___ Seçilmiş Bölüm ___

Bir taraftan genç hafızamda eve götürdüğüm dört addan başka çok şey bilmek aşkı, öbür taraftan, ilkokula başladığım haftalarda süslü püslü hanım öğretmenimden duyduğum: "İslam bilginlerinin dünyanın bir öküzün boynuzu üzerine oturduğuna inandıkları" sözü benim için bir dönüm noktası oldu. Sabahın olmasını, hocama çok şeyler sorma saadetine kavuşma anını sabırsızlıkla bekledim."

İSLAM BİLİM TARİHİ YOK SAYILDI

Hocamız bilim tarihinin safhalarını anlatırken Avrupalıların nasıl bencil davrandığını özetle şöyle ifade etmektedir: Avrupalı bilim adamları, bütün ilerlemelerini borçlu oldukları İslam âlimlerini kaynak olarak göstermediler. Hatta birçoğu tercüme ettiği kitaplara kendi isimlerini yazarak bilim hırsızlığı yaptılar. Siyasi, askeri, ekonomik ve jeopolitik sebeplerden duraklamaya ve gerilemeye başlayan İslam Medeniyetini yok saymak için batı dünyasının eline çok iyi bir fırsat geçmişti. Böylece Müslümanlardan alarak geliştirdikleri bilim ve teknolojiyi, aradaki sekiz asırlık İslam Medeniyeti halkasını çıkararak, doğrudan antik Yunan Medeniyetine bağlama gayretiyle Rönesans diye bir kavram uydurdular.

Sonunda bu sömürgeci zihniyet, hem kendileri İslam Bilim Tarihini yok saydılar hem de bize unutturdular. Müslümanlarda batı kültür ve medeniyetine karşı tapınma derecesinde bir bağlılık meydana gelince, kendi din ve kültürlerine karşı da şiddetli bir aşağılık kompleksi oluştu. İşte batı emperyalizminin Müslümanlara karşı maddi ve manevi alanda elde ettiği tam bir zafer. Bilim ve teknolojideki gerileme zaman içinde telafi edilebilir ama zihniyetteki deformasyonun düzelmesi çok zordur. Eğitim sistemi de söz konusu yanlışı destekliyorsa bunu önlemek neredeyse imkânsızdır.

Eğitim ve kültür alanında yeterince ilerleme kaydetmediğimizi söyleyen politikacılara çok kolay bir yol: Her kademeden eğitim kurumlarına İslam Bilim Tarihi dersleri koymakla ve Fuat Sezgin Hocamızın büyük emek ve gayretle kurduğu müzeyi öğretmen ve öğrencilerimizin görmelerini ve anlamalarını sağlamakla bu eksikliği kolayca giderebiliriz.

___ Sağlanan Veriler ___

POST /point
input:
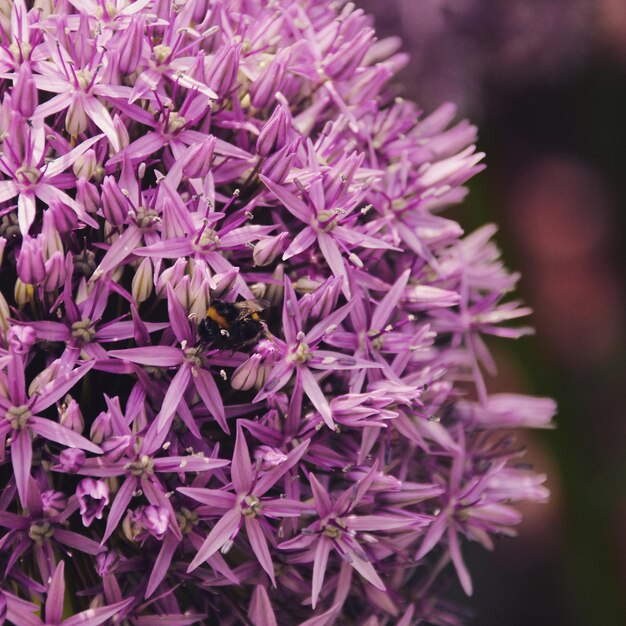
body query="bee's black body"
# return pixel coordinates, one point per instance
(232, 325)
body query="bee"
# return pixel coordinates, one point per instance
(233, 325)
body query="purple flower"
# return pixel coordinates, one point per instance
(175, 170)
(92, 496)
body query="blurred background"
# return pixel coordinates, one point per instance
(545, 80)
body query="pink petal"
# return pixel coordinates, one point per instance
(320, 561)
(333, 319)
(49, 194)
(303, 240)
(20, 611)
(433, 535)
(322, 500)
(8, 190)
(162, 563)
(56, 595)
(26, 210)
(174, 394)
(157, 356)
(79, 542)
(258, 542)
(366, 569)
(21, 458)
(241, 470)
(459, 564)
(102, 119)
(61, 163)
(261, 612)
(118, 508)
(388, 305)
(125, 245)
(221, 533)
(212, 497)
(189, 463)
(269, 479)
(141, 149)
(316, 395)
(178, 319)
(55, 390)
(210, 394)
(170, 249)
(334, 258)
(65, 436)
(95, 617)
(51, 331)
(52, 106)
(291, 202)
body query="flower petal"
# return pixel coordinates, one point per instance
(219, 535)
(211, 396)
(60, 434)
(258, 542)
(55, 595)
(21, 458)
(320, 561)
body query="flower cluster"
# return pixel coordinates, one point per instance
(322, 457)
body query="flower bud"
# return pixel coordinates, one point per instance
(142, 281)
(114, 202)
(56, 272)
(71, 460)
(24, 94)
(266, 250)
(85, 165)
(92, 496)
(53, 502)
(263, 89)
(70, 415)
(199, 157)
(76, 120)
(30, 263)
(130, 44)
(273, 135)
(222, 69)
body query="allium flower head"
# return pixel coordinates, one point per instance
(319, 456)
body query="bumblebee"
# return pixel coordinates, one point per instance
(233, 325)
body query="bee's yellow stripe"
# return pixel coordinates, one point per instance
(217, 318)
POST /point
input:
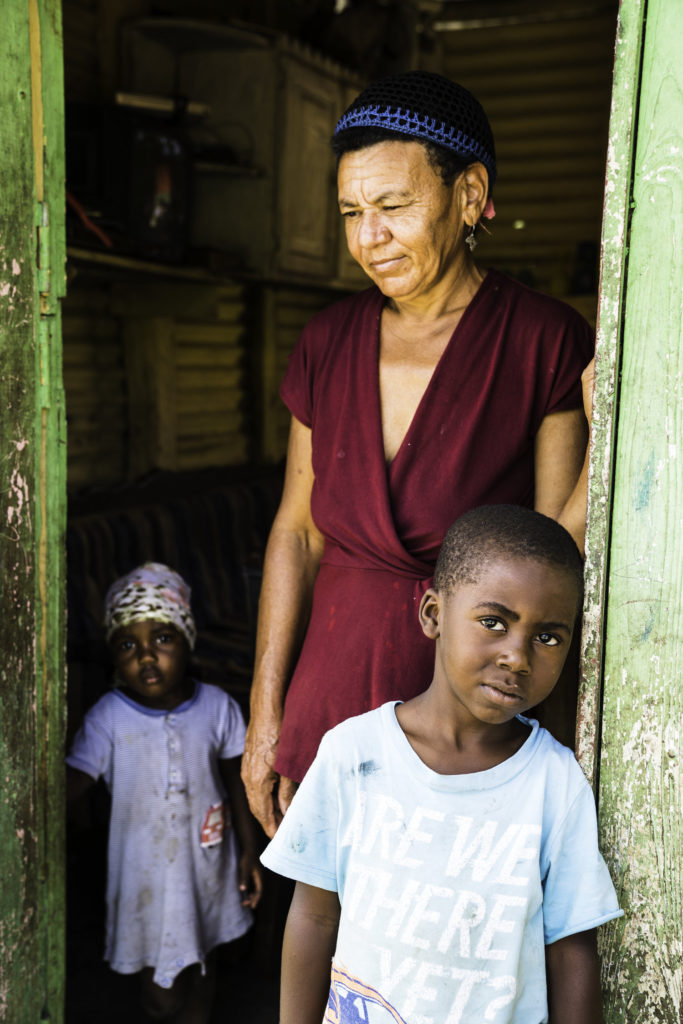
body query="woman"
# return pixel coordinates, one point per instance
(436, 390)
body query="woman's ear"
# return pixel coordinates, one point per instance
(475, 183)
(430, 606)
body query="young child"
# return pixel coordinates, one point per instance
(445, 849)
(182, 866)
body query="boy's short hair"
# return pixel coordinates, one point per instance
(491, 530)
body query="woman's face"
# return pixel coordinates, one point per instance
(403, 225)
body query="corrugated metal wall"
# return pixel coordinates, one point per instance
(94, 382)
(546, 87)
(196, 368)
(212, 386)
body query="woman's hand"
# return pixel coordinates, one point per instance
(258, 775)
(292, 559)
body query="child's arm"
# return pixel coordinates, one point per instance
(251, 876)
(310, 937)
(573, 980)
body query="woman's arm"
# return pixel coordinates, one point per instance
(573, 980)
(310, 937)
(292, 559)
(561, 464)
(251, 875)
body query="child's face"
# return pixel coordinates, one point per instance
(151, 660)
(503, 640)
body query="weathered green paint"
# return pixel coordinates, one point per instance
(641, 743)
(32, 514)
(613, 263)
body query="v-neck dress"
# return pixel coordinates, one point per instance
(514, 357)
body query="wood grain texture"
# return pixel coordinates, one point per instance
(32, 483)
(640, 791)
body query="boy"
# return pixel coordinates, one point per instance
(445, 849)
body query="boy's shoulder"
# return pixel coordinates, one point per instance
(357, 740)
(213, 696)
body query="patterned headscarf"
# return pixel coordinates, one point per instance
(153, 591)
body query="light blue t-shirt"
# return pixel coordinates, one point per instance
(450, 886)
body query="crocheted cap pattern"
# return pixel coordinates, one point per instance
(426, 105)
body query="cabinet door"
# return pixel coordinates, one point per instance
(306, 237)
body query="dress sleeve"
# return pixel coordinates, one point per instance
(578, 890)
(92, 747)
(297, 387)
(304, 847)
(232, 730)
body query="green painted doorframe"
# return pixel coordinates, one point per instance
(32, 508)
(631, 715)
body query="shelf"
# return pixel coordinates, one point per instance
(92, 258)
(182, 35)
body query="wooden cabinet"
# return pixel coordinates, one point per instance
(264, 176)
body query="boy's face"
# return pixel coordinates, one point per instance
(151, 660)
(503, 640)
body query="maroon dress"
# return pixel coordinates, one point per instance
(515, 356)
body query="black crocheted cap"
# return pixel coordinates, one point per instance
(426, 105)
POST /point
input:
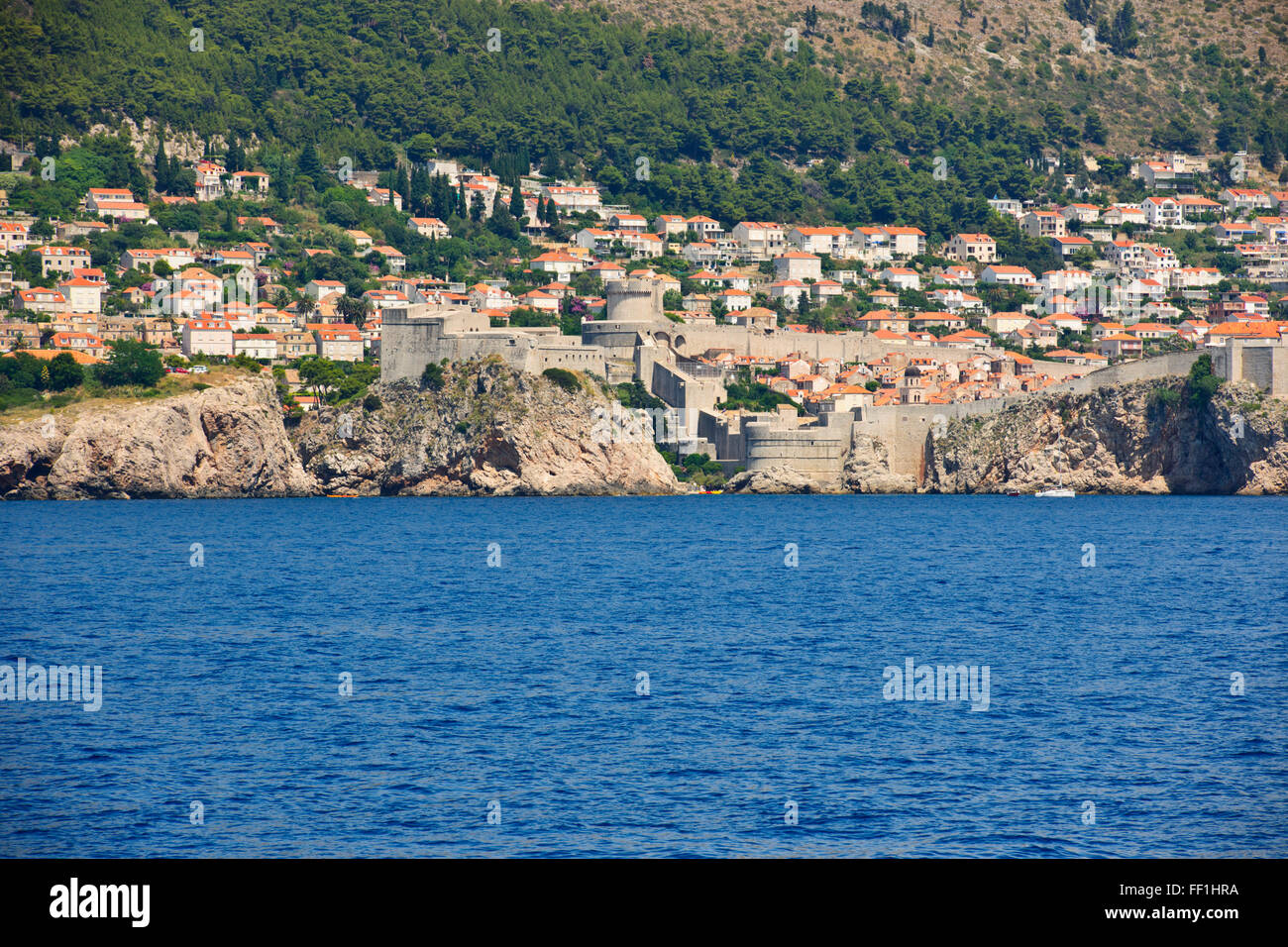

___

> Hedefler:
• A. Kayıtlarda "flower" dizesini içeren satırların hepsini seçip kopyalayın.
• B. İslam bilim tarihi yazısını bittiği yerden ele alın ve sonraki bölümü tamamlayın.
İslam bilim tarihi yazısı ile kayıtlar arasında hiçbir bağ bulunmamaktadır.

> Sıralı Cevaplar:
• A.
body query="purple flower"
body query="flower petal"
body query="flower cluster"
body query="flower bud"
body query="allium flower head"

• B.
Hocamızın yazmış olduğu 5 ciltlik “İslam’da Bilim ve Teknik” müzedeki aletleri tanıtmak için yazılmış mükemmel bir eserdir. Bu eserin gençlerin okuyacağı şekilde daha küçük hacimli ve uygun fiyatlı olarak yeniden basılması gerekir.

BÜYÜK BİR MEDENİYETİN VARİSLERİYİZ

Müslümanlar bilimin hemen her dalında buluşlar yapıp, ölümsüz eserler ortaya koymuşlardır. Bunları bilip, büyük bir medeniyetin varisleri olduğumuzu unutmadan azimle, sabırla, yılmadan çalışmalıyız. Avrupa’nın kokuşmuş fikir ve modasına, hele gençlerimizin idolü haline gelen sapık kişilerine hiç ihtiyacımız yoktur. Biz devlet olarak, aile olarak, toplum olarak bu şuuru öğrencilerimize veremezsek, eğitimden beklenen netice elde edilemez.

Eğitim ve öğretimin gayesi, ezberci ve bilgi hamalı beyinler değil; şuurlu, kültürlü, ülkesine hizmeti gaye edinen, milleti için her türlü fedakarlığı göze alan, din ve inancına bağlı uyanık nesiller yetiştirmektir. Bunun temelinde de tarih, kültür ve medeniyet şuurunun çok önemli yeri vardır.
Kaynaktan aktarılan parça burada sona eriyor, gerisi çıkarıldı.